WHAT THE TASK ASKS: Rewrite everything from the line containing "TARGET = brown pine cone" down to the line containing "[(82, 176)]", both included, shifting every coordinate in the answers up by 131 and leaving every other line unchanged.

SUPPLIED RECORDS:
## BEGIN

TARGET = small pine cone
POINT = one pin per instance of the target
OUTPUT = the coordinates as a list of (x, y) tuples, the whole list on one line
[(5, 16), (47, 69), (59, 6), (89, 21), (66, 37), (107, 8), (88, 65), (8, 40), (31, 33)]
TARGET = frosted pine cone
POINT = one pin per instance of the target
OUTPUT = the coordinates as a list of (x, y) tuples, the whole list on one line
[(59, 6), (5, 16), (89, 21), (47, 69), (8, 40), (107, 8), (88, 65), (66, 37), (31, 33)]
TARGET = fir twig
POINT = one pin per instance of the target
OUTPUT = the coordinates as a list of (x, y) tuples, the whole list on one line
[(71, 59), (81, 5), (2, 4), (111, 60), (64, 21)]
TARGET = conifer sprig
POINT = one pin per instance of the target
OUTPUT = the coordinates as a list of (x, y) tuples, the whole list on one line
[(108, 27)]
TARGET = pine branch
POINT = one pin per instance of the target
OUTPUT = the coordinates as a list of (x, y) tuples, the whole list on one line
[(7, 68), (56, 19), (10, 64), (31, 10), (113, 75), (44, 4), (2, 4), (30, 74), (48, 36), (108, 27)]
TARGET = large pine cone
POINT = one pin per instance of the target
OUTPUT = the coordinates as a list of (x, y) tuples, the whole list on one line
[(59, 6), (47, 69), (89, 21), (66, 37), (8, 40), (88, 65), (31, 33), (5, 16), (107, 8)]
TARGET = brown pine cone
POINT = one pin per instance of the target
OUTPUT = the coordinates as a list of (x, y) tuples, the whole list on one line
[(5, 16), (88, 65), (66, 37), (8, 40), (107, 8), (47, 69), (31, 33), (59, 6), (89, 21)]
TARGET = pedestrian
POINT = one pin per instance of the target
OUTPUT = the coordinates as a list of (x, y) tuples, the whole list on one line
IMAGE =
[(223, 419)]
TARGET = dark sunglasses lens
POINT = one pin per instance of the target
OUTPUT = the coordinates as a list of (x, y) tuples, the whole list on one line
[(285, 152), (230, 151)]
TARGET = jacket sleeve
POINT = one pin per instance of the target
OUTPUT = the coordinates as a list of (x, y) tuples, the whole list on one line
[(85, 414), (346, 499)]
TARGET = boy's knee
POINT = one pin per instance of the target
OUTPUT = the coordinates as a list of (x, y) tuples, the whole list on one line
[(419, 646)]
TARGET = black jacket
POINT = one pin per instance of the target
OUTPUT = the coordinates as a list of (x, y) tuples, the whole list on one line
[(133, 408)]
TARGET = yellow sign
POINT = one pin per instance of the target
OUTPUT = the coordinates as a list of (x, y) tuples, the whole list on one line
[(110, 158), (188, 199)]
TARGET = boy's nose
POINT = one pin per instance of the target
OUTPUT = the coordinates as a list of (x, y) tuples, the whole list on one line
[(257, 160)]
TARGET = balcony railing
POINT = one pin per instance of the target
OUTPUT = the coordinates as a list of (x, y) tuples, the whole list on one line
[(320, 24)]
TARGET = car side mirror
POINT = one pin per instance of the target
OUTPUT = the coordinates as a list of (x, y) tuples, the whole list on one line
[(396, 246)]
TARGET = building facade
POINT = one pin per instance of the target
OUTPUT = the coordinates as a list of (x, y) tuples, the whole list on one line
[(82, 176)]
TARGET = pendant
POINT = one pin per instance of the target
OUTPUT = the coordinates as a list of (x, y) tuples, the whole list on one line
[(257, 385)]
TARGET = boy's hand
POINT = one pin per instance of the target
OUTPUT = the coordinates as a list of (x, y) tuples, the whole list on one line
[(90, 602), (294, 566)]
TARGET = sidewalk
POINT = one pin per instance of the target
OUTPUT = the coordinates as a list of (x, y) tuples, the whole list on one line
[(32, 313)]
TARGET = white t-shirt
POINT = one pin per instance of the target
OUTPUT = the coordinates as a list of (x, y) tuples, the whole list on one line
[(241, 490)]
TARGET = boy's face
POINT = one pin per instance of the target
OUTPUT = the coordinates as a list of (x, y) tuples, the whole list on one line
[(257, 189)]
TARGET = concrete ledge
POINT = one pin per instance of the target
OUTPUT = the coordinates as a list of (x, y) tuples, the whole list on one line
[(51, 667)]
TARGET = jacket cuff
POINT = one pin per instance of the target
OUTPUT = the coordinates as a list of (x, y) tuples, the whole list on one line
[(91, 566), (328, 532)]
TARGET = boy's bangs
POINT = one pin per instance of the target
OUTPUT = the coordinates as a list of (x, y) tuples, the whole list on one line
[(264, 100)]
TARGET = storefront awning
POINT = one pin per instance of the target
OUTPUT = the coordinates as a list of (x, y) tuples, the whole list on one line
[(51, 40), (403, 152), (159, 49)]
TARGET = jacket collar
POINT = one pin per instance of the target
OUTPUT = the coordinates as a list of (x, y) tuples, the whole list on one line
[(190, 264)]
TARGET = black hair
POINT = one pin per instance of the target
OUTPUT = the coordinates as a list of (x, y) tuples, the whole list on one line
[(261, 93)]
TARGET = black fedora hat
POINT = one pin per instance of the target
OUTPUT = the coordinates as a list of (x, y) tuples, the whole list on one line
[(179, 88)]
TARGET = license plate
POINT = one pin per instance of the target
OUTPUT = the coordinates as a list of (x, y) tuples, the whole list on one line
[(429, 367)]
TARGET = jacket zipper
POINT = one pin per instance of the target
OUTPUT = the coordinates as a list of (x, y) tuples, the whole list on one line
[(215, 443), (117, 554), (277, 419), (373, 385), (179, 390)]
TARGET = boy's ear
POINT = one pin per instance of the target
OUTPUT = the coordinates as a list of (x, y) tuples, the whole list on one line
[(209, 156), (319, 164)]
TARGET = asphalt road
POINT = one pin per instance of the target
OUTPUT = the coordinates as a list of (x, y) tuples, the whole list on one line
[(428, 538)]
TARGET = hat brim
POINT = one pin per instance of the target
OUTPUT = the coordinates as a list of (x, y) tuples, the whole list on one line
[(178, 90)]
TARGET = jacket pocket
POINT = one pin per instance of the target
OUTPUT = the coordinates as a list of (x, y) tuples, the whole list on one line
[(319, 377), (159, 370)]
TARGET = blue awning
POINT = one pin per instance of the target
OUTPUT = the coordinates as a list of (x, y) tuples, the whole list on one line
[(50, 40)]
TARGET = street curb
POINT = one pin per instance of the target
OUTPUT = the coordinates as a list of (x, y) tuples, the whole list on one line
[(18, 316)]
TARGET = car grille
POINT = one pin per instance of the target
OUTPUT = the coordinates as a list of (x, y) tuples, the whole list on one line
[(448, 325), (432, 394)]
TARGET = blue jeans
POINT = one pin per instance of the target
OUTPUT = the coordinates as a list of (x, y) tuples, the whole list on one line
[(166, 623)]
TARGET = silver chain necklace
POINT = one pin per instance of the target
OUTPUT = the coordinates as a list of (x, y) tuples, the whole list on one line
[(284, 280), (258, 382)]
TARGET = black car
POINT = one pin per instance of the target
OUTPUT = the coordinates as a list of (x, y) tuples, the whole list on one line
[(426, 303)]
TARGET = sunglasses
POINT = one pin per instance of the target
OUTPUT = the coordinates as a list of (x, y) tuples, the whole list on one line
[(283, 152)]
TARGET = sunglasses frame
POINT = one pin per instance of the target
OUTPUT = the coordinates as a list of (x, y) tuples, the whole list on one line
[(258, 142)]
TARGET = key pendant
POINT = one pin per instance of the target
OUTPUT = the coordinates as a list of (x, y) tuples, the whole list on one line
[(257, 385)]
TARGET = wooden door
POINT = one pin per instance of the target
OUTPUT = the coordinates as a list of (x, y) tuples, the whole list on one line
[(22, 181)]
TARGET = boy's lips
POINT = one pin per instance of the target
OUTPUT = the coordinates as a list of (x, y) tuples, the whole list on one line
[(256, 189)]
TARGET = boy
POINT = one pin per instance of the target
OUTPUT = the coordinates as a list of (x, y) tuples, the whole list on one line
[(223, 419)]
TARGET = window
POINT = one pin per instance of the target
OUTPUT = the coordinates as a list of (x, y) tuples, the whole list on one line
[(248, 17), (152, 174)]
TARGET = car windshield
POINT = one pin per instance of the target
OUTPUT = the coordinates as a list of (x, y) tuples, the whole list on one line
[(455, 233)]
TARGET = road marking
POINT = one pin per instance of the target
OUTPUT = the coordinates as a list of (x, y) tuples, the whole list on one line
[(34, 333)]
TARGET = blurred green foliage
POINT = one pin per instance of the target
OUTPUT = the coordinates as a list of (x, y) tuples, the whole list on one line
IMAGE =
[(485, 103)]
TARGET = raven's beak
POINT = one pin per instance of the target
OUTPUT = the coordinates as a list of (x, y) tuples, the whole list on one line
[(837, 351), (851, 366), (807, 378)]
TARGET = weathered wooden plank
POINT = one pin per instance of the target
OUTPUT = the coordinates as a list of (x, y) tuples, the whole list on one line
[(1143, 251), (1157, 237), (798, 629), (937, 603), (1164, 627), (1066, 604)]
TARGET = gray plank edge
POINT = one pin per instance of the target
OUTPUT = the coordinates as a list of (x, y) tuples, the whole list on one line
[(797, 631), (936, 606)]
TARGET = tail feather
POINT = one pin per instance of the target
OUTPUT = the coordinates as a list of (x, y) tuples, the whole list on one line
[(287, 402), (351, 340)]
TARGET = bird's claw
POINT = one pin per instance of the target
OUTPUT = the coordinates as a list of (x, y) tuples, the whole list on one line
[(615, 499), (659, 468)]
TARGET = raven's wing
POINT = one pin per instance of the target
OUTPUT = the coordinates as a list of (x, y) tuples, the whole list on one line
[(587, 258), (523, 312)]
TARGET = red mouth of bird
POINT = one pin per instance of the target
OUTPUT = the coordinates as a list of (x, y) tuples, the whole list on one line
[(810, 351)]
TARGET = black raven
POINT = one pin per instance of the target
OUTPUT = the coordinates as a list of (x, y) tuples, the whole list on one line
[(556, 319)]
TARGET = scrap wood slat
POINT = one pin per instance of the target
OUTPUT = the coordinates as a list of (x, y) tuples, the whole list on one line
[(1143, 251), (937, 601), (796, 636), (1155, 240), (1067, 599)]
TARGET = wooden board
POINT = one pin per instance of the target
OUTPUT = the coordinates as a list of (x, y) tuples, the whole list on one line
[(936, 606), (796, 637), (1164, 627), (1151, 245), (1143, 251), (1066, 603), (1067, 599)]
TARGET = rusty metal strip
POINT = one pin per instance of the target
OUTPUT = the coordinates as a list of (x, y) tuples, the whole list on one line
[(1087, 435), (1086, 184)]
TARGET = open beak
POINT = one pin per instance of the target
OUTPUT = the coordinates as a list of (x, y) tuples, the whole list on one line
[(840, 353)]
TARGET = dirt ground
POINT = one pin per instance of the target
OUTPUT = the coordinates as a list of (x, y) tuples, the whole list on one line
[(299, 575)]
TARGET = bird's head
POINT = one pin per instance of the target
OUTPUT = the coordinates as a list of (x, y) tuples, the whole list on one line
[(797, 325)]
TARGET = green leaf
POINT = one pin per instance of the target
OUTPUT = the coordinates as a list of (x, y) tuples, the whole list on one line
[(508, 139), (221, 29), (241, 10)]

## END

THE RESPONSE:
TARGET = brown pine cone
POINT = one pin per instance of the target
OUTPUT = the coordinates as a list of (x, y) tuples, the whole list on one line
[(136, 147), (219, 196), (197, 168), (139, 171), (238, 139), (178, 200), (162, 164), (190, 137), (220, 152)]
TARGET = pedestrian
POINT = one pin per instance of the target
OUTPUT = the coordinates as a list of (x, y) tuples, the whole list on one line
IMAGE =
[(354, 550)]
TARGET = dark sunglasses lens
POINT = one pin per instance of the target
OUTPUT = the coordinates as a list of (x, y) tuples, the whole list on one line
[(416, 283), (361, 282)]
TARGET = jacket sleeve
POINT = one pin per instance of the target
OUTPUT = the coordinates as a list of (x, y) tuples, the whole list on one line
[(216, 545), (477, 630)]
TARGET = boy's knee
POINT = one pin per instance of the target
OUTPUT = the coordinates as a list of (x, y) tuples, the whole list on one line
[(550, 777)]
TARGET = black jacket
POINT = one pin per instance of the target
OUTPUT = the coordinates as a list of (x, y) tuples, the whole list on one line
[(264, 539)]
TARGET = yellow sign
POINT = one pin per instance of the target
OUTPUT = the coordinates as a list of (x, y) tuples, the whole list on one line
[(241, 289), (319, 330)]
TARGET = boy's nose
POINT = one pin per instance of the target
OUTPUT = the coordinates as a list of (x, y) tuples, the whole list on one line
[(388, 291)]
TARGET = balcony railing
POINT = one pin per instance of the target
OUTPUT = the coordinates as a list of (x, y) tuples, the whole list on one line
[(451, 155)]
TARGET = car side mirror
POINT = one pin per instance of the target
OUTPUT = the coordinates as a list of (x, y) tuples, the whole list on one line
[(527, 377)]
TARGET = building facade
POINT = one pin per instance of the target
OUTPUT = the coordinates as a list of (x, y) tuples, the whole list on one line
[(213, 307)]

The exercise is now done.